• **SHORT EXERCISE**
Pick out each line in the items below that contains the word "blue", and copy those lines. Capital and lowercase letters count as different.
◇ ◇ ◇ ◇ ◇
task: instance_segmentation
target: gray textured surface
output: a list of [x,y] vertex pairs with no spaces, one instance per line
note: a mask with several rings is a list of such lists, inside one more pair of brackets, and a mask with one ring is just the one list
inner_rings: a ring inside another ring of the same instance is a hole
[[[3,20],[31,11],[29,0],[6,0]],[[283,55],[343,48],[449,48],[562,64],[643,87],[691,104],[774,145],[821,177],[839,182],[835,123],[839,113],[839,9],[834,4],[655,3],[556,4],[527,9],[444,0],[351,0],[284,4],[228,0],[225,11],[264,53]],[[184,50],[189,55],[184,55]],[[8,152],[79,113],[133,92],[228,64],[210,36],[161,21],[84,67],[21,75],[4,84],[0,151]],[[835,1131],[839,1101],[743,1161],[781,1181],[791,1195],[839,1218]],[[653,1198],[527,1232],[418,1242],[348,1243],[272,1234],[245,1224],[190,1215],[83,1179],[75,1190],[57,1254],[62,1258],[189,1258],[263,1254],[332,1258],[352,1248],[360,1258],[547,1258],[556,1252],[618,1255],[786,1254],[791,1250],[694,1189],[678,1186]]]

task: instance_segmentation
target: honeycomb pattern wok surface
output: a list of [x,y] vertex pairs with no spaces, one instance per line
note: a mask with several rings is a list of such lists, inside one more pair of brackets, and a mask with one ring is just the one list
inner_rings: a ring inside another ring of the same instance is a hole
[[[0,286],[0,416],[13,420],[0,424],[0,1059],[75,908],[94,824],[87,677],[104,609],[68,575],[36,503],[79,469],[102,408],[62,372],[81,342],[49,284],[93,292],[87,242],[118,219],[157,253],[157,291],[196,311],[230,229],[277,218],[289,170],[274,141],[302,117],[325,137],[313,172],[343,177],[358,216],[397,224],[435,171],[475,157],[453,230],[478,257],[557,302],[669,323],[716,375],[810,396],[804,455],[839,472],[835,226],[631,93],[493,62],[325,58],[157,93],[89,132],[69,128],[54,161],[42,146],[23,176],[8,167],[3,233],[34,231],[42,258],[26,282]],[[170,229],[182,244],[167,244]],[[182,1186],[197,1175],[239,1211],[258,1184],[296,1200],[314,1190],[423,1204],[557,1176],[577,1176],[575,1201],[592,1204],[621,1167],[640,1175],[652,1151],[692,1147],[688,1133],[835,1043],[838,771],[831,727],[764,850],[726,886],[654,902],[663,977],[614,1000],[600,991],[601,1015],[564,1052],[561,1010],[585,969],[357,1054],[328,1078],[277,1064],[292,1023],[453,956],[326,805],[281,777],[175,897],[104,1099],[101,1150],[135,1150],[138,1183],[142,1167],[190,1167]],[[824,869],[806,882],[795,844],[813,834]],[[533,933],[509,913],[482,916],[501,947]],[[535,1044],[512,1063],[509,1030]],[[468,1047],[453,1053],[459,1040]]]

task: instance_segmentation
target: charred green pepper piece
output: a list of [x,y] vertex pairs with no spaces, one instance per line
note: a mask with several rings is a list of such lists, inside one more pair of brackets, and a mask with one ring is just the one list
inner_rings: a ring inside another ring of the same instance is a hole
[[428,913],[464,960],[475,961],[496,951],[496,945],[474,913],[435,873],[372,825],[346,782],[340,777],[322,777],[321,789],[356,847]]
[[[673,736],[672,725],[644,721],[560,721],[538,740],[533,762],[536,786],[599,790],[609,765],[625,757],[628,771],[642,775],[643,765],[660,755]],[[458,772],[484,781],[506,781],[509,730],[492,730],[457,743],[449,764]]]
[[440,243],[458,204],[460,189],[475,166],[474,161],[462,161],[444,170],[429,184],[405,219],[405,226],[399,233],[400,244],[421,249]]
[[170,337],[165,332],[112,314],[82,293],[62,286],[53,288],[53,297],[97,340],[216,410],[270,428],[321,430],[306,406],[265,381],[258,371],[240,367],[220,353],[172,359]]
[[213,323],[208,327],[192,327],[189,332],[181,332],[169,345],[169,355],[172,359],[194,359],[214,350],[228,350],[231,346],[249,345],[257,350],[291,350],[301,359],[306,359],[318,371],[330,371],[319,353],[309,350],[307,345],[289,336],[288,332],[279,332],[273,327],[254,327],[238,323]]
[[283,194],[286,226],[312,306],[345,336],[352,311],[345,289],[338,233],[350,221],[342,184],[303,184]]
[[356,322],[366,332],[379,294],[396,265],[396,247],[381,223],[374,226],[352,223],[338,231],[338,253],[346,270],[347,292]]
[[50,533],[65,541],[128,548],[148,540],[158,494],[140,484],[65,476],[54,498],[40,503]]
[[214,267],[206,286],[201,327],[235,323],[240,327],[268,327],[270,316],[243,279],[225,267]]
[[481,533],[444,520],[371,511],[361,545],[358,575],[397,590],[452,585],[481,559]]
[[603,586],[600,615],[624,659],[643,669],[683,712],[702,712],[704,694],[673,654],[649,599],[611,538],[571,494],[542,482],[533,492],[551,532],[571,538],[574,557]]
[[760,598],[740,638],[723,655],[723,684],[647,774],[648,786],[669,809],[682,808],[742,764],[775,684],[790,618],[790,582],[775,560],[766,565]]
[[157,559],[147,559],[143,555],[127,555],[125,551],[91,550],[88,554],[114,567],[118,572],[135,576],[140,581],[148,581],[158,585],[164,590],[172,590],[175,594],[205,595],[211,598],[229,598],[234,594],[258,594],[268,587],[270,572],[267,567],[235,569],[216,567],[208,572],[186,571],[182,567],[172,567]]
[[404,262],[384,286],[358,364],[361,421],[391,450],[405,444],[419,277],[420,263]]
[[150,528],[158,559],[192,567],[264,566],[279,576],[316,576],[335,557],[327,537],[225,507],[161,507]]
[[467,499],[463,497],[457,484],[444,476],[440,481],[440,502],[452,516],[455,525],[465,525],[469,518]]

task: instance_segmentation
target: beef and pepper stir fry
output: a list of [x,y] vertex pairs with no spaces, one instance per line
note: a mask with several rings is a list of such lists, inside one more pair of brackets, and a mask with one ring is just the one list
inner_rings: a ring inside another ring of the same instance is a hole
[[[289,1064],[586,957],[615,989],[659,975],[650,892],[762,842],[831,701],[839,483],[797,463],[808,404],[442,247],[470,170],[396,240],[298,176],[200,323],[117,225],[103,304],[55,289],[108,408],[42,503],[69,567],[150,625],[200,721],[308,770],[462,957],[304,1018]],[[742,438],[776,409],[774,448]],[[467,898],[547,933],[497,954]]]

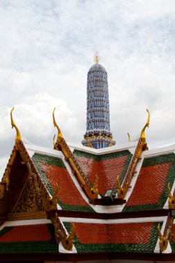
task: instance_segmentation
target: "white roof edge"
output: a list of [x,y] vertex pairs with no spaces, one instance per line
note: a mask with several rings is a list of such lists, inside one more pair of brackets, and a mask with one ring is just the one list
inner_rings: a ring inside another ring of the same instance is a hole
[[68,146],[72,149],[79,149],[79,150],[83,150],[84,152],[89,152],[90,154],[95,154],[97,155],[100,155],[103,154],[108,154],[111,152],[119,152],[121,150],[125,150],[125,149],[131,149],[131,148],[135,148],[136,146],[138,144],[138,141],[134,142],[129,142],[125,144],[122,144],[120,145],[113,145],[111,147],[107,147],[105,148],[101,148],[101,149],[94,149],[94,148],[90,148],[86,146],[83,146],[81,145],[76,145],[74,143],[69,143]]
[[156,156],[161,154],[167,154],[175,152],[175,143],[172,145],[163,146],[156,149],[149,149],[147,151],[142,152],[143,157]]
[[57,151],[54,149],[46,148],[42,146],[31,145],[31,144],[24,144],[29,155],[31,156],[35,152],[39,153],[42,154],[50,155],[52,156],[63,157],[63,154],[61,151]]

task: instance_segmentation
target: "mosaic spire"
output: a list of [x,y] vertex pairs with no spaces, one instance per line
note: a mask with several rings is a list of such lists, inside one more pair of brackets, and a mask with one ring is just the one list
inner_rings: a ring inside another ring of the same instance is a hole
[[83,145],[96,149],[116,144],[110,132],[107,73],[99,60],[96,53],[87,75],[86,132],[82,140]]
◇ ◇ ◇ ◇ ◇
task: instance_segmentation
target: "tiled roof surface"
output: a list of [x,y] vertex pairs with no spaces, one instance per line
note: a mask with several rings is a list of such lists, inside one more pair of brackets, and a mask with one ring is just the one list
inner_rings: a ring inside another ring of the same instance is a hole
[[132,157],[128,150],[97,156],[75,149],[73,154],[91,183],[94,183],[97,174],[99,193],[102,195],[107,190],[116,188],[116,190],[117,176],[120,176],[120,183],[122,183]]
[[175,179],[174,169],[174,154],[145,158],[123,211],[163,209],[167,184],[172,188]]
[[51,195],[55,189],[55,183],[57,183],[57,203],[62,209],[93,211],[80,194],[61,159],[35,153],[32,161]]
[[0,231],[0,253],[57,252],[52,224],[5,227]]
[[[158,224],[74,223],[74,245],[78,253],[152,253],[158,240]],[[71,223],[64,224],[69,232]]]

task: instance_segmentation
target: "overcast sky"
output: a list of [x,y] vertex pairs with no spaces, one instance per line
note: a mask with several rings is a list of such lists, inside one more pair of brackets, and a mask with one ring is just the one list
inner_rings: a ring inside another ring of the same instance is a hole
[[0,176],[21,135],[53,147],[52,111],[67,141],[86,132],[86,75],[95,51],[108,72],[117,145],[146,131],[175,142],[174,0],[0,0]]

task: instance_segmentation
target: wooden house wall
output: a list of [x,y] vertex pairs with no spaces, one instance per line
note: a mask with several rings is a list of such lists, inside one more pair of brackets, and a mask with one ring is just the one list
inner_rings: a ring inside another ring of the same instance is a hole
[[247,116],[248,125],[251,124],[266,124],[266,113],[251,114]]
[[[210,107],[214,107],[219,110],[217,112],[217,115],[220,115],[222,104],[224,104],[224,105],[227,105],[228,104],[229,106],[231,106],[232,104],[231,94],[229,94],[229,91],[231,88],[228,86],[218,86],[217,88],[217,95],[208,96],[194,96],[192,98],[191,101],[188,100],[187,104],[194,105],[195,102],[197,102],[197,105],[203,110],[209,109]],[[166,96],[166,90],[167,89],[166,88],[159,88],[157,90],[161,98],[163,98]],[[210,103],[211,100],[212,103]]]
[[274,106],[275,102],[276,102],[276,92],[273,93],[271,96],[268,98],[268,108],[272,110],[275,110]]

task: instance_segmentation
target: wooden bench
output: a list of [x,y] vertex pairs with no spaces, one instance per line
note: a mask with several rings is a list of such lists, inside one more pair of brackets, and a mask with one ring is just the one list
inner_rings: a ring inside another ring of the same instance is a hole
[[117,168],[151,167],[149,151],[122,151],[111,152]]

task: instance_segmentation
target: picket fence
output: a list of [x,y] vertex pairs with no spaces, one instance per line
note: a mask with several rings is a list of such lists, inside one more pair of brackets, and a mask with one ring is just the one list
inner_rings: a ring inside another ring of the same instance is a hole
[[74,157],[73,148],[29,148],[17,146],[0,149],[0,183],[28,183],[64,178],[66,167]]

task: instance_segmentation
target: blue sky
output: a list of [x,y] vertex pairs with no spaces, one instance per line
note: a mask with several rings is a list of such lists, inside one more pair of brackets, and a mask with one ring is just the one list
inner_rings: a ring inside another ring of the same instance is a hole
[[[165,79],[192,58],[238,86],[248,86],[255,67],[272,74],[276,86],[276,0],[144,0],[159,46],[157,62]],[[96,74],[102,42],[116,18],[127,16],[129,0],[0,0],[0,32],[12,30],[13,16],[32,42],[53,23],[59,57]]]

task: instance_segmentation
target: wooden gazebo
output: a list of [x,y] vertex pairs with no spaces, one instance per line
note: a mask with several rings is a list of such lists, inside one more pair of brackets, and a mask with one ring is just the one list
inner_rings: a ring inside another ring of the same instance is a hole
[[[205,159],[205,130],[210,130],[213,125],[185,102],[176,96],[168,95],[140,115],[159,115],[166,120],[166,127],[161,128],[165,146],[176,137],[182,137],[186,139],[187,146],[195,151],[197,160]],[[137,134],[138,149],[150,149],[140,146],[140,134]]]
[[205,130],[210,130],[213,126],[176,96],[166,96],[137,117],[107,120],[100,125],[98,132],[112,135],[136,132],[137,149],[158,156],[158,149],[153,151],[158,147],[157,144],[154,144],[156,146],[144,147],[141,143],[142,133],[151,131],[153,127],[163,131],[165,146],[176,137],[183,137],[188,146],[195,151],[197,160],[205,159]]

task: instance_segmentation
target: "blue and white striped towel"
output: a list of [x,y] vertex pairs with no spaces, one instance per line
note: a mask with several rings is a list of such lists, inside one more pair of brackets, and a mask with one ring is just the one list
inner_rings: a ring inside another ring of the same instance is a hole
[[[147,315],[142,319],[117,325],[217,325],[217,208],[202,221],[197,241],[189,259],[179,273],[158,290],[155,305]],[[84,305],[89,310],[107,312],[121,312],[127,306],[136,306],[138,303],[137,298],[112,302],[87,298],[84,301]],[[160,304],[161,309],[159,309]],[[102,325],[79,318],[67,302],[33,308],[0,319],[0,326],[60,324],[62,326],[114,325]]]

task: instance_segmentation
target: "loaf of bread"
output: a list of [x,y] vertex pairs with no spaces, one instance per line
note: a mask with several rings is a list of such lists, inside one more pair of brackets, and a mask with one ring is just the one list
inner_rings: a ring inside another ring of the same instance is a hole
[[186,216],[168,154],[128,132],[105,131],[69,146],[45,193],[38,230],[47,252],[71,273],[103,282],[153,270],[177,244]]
◇ ◇ ◇ ◇ ◇
• **SOLVED PROBLEM**
target: blue sky
target: "blue and white striped towel"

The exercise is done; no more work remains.